Data shown ::
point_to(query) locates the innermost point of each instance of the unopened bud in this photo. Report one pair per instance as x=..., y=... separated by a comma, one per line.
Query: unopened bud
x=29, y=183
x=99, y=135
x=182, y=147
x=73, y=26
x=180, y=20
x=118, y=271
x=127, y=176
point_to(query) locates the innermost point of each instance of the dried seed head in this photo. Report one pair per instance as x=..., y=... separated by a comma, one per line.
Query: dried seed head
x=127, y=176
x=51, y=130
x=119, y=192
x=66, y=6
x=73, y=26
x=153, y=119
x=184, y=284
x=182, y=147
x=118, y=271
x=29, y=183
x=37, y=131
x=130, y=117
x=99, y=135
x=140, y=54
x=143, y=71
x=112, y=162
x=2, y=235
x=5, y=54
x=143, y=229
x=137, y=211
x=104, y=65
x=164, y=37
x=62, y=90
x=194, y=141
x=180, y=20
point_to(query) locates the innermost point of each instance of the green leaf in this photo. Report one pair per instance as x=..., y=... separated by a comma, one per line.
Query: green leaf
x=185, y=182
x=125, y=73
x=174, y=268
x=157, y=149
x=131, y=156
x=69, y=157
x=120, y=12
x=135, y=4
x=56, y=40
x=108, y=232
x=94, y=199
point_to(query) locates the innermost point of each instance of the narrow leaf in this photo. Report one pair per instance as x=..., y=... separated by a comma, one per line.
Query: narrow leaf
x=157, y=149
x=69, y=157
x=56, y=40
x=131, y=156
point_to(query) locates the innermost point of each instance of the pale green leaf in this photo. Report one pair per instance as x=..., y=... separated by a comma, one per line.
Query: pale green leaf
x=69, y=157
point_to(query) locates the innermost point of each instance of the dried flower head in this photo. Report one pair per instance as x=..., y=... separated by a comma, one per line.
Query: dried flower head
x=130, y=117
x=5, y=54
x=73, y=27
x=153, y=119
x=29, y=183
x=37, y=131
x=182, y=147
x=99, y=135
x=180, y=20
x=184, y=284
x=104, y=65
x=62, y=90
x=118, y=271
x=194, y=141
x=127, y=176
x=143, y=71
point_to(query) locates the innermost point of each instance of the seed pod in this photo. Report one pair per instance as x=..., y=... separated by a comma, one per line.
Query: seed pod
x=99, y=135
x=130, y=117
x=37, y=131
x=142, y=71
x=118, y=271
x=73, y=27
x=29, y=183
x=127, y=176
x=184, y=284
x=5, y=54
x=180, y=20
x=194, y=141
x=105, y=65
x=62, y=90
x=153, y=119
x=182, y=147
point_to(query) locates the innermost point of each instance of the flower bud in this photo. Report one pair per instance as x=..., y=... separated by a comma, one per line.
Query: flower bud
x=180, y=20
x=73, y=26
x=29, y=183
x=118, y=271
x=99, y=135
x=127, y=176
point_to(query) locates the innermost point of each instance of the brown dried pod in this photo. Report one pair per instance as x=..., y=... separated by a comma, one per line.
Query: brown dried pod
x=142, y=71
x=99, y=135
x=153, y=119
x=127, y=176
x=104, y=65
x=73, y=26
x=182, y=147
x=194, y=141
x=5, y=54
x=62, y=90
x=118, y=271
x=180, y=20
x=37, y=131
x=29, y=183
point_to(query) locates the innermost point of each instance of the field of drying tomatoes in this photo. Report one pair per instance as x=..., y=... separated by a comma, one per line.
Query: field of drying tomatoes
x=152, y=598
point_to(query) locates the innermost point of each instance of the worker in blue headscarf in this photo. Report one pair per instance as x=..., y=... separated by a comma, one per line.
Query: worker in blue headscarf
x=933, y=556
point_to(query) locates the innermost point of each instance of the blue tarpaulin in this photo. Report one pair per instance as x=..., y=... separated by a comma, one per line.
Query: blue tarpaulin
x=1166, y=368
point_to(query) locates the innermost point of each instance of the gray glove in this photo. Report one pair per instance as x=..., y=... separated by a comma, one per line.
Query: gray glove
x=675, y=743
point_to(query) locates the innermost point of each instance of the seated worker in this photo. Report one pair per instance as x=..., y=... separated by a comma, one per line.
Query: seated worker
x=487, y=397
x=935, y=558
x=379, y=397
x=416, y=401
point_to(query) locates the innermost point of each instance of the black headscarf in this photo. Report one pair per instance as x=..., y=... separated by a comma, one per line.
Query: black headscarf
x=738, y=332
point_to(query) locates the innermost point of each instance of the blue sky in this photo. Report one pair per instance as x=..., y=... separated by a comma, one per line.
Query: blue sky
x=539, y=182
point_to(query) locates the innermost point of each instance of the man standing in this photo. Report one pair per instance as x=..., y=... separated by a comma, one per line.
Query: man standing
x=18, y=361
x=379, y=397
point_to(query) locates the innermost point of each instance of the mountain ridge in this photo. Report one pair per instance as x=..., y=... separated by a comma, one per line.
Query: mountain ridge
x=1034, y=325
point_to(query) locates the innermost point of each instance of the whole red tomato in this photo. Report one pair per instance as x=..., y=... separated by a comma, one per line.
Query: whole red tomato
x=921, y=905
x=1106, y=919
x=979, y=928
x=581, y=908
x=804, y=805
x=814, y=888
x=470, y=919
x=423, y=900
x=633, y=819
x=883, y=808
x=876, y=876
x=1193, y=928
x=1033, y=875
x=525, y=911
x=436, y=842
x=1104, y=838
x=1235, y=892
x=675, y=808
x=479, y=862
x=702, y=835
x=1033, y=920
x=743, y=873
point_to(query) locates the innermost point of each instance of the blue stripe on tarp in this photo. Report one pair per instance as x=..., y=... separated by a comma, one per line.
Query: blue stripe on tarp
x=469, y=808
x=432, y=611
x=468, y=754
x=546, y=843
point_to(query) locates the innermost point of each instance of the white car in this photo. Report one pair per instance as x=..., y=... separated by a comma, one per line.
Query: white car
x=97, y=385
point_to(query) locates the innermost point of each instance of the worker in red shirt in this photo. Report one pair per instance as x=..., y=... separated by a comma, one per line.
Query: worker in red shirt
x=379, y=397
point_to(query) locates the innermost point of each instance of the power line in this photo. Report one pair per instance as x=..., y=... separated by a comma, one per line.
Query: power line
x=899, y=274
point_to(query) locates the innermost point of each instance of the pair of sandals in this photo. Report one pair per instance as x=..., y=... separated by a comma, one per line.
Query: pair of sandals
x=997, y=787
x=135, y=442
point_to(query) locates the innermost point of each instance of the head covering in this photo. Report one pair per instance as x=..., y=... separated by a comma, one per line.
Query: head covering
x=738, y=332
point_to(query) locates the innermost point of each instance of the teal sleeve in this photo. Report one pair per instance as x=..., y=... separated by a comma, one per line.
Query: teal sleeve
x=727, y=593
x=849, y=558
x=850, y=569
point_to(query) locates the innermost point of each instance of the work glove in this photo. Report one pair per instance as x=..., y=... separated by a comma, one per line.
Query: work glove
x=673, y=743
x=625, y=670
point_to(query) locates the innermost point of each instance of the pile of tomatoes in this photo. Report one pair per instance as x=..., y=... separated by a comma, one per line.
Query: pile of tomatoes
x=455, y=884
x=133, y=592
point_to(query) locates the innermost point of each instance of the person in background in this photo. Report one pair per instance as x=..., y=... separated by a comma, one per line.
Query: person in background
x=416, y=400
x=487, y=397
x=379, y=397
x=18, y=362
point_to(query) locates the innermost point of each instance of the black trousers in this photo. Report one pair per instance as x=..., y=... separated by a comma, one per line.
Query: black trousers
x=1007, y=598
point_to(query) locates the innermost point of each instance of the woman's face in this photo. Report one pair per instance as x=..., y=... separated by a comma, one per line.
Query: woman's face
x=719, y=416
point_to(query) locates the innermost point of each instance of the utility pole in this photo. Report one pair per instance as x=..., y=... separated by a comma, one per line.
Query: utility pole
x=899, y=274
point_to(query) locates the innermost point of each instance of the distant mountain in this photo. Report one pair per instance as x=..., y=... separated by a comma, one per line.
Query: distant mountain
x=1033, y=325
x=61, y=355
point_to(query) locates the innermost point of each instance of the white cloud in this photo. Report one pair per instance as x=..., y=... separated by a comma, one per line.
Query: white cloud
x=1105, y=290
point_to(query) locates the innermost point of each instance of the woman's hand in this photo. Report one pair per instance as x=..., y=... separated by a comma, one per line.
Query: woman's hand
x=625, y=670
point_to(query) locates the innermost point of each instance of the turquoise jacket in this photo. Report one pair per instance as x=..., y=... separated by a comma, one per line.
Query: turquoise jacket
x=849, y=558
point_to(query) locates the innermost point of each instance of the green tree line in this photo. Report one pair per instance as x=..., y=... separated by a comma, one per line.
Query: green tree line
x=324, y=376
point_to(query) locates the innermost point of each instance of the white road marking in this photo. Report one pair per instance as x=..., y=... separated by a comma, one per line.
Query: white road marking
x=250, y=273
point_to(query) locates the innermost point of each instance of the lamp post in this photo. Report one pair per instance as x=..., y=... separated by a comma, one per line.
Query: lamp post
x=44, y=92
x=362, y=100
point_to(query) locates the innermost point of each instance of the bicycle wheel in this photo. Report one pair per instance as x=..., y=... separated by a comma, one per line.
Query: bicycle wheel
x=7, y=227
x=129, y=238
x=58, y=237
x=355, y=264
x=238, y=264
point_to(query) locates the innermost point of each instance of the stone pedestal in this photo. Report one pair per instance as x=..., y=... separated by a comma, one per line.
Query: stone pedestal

Task to carry out :: Filter the records above and return every line that holds the word "stone".

Answer to this exercise ::
point_to(query) locates the innermost point of each instance of the stone pedestal in this photo. Report one pair per instance as x=..., y=... separated by a comma, one per line.
Query: stone pedestal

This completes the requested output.